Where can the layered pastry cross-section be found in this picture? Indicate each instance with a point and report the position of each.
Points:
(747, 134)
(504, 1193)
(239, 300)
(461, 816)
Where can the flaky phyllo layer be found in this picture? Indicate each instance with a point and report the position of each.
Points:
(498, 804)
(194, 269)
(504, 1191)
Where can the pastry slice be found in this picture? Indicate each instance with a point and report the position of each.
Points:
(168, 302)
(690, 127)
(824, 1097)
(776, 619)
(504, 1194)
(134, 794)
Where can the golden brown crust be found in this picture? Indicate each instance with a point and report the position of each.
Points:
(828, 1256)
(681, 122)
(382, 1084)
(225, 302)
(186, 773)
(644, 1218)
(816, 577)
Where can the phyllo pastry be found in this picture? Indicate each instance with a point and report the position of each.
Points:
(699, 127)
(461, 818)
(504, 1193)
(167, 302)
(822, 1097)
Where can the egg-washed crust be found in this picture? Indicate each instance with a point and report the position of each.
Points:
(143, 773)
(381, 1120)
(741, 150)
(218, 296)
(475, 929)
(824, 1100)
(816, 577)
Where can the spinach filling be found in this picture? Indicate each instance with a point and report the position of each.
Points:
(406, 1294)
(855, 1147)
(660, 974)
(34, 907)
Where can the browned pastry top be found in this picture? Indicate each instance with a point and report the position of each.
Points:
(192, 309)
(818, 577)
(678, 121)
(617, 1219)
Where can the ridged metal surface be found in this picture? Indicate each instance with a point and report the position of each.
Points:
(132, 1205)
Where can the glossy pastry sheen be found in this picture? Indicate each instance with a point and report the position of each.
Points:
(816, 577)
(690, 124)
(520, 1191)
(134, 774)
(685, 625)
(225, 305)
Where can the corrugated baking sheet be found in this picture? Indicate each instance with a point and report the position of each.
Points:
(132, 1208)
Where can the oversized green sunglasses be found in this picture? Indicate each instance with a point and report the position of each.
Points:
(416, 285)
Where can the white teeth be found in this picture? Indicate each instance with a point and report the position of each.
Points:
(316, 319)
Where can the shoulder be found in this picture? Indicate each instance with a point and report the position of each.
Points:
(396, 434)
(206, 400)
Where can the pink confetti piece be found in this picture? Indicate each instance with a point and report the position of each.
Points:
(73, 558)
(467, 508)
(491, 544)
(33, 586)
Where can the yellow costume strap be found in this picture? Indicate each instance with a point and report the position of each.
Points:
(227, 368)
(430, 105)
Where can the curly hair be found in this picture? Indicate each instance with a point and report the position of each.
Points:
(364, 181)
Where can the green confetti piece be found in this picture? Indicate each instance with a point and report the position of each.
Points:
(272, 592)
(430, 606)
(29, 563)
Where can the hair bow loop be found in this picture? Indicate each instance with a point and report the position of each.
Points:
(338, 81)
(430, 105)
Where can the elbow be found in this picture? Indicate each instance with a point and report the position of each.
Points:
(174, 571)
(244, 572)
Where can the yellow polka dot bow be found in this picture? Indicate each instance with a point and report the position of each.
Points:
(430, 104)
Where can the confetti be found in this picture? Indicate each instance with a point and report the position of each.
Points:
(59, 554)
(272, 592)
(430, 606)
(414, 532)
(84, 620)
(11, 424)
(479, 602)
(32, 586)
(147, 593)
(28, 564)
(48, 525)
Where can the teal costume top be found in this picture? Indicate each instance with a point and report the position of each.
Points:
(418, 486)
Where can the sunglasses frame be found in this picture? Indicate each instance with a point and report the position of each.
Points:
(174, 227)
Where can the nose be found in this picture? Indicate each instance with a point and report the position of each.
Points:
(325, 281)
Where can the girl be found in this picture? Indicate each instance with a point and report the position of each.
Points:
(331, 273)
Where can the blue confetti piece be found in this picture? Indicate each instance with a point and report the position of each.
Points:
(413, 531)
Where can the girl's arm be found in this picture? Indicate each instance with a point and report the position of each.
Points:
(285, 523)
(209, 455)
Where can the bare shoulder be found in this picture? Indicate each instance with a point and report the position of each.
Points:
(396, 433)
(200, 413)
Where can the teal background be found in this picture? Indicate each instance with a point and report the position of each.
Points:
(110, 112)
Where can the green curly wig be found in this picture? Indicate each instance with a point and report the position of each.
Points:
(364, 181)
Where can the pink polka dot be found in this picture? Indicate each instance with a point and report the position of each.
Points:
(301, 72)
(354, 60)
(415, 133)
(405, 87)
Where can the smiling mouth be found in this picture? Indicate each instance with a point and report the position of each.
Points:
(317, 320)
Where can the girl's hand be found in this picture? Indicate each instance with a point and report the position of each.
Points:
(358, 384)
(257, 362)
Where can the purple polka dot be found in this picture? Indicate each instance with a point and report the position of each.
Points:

────────────────

What is expected:
Copy the stretch from the line containing "Where can the confetti" through the end of the entries, keeping every line and request, and add 32 to each number in the point coordinates.

Output of the task:
Where can the confetti be found in this picture? Indicate each instance with a point and report the position of each.
Points:
(91, 586)
(304, 624)
(462, 638)
(446, 564)
(116, 652)
(43, 456)
(511, 634)
(64, 618)
(179, 625)
(60, 596)
(80, 557)
Where can the teal costume top be found in this picture? Indicate each instance with a point and report the position of each.
Points:
(450, 518)
Where can the sunglasses frame be found in this picture? Indicate each instance with a point and report the position of each.
Points:
(206, 259)
Where can the nose be found in this picture? Indicate each instance with a point and report the position of each.
Points:
(357, 313)
Where can the girl be found in this picture? Indicate each instance with a point and report the position of each.
Points:
(363, 305)
Where can the blue confetti piece be found in this picture? Indicate each instance with a point and report the position of each.
Points:
(445, 563)
Where can the girl's arm be found in this picture? Indicate each instance with a point and report the position of each.
Points:
(317, 555)
(241, 487)
Where can the bare shoulder be found in this picture? Indicate each instance with a point and report the position of each.
Points:
(428, 465)
(232, 445)
Where can the teal background be found in this picture? Indicate each instance with a point and report the position of each.
Points:
(142, 144)
Where can the green curly wig be found in this picture? Indicate each instance with a point and report the position of each.
Points:
(396, 213)
Where can the pink polka dot be found in this picture? Indicate each instance with a point and report the position of each.
Points:
(333, 104)
(386, 92)
(447, 165)
(437, 119)
Where can the smiling mouth be found in this picture? Indicate each instance with a point and report the position of each.
Points:
(349, 352)
Where can the girl's hand be found in this picture? Indicate each instance with a point and report the position of each.
Points:
(390, 416)
(289, 394)
Where can the purple polka dot be found in this picture? Indicate each instance with a point and report the position of each.
Points:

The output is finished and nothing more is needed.